> [Short exercise]:
Set down verbatim the portion of the entries below that opens with the line containing "Where can the small" and closes with the line containing "<point>170,102</point>", including both of those lines.

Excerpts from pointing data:
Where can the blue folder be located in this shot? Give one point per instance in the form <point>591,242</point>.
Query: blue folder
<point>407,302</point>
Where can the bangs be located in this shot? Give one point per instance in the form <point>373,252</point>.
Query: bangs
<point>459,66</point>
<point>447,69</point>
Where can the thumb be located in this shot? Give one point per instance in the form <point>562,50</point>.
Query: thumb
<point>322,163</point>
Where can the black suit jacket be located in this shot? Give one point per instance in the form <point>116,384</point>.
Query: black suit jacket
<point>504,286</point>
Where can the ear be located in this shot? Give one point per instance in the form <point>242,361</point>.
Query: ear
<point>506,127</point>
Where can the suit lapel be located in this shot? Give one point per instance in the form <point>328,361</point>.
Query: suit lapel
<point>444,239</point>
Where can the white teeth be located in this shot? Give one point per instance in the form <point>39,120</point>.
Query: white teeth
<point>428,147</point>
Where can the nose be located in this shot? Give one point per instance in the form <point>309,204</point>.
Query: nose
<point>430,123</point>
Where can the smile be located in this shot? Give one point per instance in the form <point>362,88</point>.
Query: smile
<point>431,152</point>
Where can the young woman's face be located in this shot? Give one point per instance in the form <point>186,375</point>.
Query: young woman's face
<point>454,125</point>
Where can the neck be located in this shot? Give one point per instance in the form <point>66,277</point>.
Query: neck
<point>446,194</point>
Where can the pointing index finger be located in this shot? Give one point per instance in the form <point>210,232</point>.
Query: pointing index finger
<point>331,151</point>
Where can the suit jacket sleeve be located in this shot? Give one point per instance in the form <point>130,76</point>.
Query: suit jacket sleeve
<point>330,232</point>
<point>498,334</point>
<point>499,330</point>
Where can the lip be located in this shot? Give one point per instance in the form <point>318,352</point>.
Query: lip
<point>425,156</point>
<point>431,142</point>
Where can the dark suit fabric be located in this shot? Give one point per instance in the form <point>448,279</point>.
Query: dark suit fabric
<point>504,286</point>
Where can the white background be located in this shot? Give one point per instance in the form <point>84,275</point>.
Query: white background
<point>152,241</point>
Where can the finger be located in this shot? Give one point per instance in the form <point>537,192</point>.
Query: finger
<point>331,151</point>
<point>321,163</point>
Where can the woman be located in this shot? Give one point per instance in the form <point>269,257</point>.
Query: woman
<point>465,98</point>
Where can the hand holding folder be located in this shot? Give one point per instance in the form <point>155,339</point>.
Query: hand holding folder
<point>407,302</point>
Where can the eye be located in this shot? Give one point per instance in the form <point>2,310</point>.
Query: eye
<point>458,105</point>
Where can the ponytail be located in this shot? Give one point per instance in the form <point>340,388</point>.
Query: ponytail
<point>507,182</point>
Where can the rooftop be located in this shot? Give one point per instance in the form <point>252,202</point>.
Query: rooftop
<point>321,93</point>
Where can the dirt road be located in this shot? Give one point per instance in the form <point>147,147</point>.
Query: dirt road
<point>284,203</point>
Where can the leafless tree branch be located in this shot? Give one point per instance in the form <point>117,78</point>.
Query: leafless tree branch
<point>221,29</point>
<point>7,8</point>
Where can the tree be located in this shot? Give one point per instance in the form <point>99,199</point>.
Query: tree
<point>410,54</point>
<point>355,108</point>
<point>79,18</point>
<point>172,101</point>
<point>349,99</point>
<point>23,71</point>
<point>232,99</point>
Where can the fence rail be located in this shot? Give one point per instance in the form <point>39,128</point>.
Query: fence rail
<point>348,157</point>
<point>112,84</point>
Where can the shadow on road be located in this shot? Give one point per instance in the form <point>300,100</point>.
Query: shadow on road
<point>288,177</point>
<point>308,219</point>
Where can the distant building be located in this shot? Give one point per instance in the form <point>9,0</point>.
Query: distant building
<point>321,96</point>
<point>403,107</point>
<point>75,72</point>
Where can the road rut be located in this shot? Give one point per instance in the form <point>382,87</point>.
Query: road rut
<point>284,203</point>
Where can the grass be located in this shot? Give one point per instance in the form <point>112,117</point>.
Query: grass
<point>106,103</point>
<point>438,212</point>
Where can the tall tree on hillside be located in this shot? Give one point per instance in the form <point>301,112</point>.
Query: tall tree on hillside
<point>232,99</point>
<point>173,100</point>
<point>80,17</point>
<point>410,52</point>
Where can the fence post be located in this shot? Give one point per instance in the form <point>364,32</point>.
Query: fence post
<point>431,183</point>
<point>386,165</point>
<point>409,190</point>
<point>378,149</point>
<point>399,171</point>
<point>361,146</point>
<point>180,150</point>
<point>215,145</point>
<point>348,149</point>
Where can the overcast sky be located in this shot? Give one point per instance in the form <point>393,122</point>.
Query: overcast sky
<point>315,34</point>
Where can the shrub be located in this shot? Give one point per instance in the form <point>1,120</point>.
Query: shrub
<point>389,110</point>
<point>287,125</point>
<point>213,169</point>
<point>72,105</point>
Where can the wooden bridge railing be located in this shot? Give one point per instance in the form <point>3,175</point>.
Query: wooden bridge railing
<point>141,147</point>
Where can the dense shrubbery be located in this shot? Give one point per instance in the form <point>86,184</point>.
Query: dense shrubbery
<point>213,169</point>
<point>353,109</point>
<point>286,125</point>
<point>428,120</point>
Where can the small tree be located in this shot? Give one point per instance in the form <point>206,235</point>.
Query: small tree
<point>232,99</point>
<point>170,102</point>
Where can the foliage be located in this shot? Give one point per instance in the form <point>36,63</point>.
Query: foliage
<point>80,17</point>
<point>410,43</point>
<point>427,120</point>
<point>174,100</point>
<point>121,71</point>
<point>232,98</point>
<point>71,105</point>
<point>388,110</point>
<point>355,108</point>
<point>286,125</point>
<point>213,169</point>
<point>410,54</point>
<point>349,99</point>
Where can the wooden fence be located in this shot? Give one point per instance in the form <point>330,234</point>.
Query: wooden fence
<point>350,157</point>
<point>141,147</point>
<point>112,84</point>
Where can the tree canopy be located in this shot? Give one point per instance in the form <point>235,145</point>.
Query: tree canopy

> [The result]:
Where can the small tree be located in this shot? Give one point per instance in the form <point>206,235</point>.
Query: small tree
<point>232,99</point>
<point>170,102</point>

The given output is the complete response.